**The data**
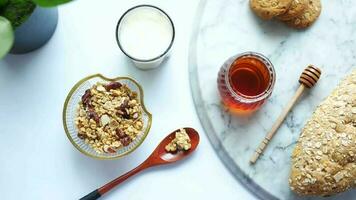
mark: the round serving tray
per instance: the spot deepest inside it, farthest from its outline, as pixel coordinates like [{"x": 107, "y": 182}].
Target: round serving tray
[{"x": 225, "y": 28}]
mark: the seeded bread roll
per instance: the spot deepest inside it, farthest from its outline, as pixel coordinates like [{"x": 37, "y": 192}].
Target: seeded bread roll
[{"x": 324, "y": 159}]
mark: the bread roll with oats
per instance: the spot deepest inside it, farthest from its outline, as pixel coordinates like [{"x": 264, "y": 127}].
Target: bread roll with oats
[{"x": 324, "y": 159}]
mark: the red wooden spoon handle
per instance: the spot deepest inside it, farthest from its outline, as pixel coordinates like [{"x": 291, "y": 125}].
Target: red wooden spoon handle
[{"x": 107, "y": 187}]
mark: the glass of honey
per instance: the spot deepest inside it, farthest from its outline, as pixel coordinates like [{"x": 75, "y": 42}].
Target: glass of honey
[{"x": 245, "y": 81}]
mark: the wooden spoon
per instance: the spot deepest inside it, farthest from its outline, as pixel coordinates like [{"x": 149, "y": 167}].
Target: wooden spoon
[{"x": 159, "y": 157}]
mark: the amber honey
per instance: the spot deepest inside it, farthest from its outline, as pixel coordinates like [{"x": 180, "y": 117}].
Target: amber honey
[{"x": 245, "y": 82}]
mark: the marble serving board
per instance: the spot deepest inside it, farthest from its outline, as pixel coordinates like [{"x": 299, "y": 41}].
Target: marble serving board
[{"x": 226, "y": 28}]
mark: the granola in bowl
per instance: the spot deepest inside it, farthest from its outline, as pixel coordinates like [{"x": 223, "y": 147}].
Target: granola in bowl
[{"x": 109, "y": 117}]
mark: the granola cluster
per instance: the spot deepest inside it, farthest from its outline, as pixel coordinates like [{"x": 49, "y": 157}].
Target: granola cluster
[
  {"x": 180, "y": 142},
  {"x": 109, "y": 117}
]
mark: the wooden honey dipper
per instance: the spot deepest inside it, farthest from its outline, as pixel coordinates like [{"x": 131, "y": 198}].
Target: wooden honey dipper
[{"x": 307, "y": 79}]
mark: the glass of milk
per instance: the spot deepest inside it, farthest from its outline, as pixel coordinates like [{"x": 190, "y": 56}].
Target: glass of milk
[{"x": 145, "y": 34}]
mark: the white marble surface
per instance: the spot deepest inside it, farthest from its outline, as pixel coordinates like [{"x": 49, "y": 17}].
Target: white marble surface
[
  {"x": 228, "y": 28},
  {"x": 37, "y": 160}
]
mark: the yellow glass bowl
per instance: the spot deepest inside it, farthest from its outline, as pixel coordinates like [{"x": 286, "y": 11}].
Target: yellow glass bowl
[{"x": 70, "y": 113}]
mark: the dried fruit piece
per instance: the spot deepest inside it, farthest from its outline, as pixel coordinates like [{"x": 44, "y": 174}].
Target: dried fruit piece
[
  {"x": 120, "y": 134},
  {"x": 112, "y": 86},
  {"x": 180, "y": 142},
  {"x": 125, "y": 141},
  {"x": 86, "y": 98},
  {"x": 93, "y": 115},
  {"x": 104, "y": 120}
]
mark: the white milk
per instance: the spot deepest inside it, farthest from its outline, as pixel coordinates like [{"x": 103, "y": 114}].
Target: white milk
[{"x": 145, "y": 34}]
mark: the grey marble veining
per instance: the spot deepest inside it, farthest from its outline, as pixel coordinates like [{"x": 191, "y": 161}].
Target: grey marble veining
[{"x": 229, "y": 27}]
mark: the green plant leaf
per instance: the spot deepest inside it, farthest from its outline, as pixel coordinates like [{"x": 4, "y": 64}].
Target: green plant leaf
[
  {"x": 3, "y": 3},
  {"x": 6, "y": 36},
  {"x": 50, "y": 3},
  {"x": 18, "y": 11}
]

**Problem to work on**
Rewrite the lines above as a numbered list, from the line containing "mark: the white milk" through the final line inclusive, leaving out any blank lines.

**Written solution**
1. mark: the white milk
2. per instance: the spot deepest inside it, farthest from its outline, as pixel coordinates like [{"x": 103, "y": 114}].
3. Target: white milk
4. [{"x": 145, "y": 34}]
5. mark: the grey marble veining
6. per instance: the spot deepest inside it, farthest from its outline, as pixel coordinates like [{"x": 191, "y": 161}].
7. Target: grey marble veining
8. [{"x": 229, "y": 27}]
9. mark: the green plant leaf
10. per instance: the spot deepest inside it, farthest from its outline, as pixel coordinates like [{"x": 4, "y": 64}].
11. Target: green plant leaf
12. [
13.   {"x": 3, "y": 3},
14.   {"x": 6, "y": 36},
15.   {"x": 50, "y": 3},
16.   {"x": 18, "y": 11}
17. ]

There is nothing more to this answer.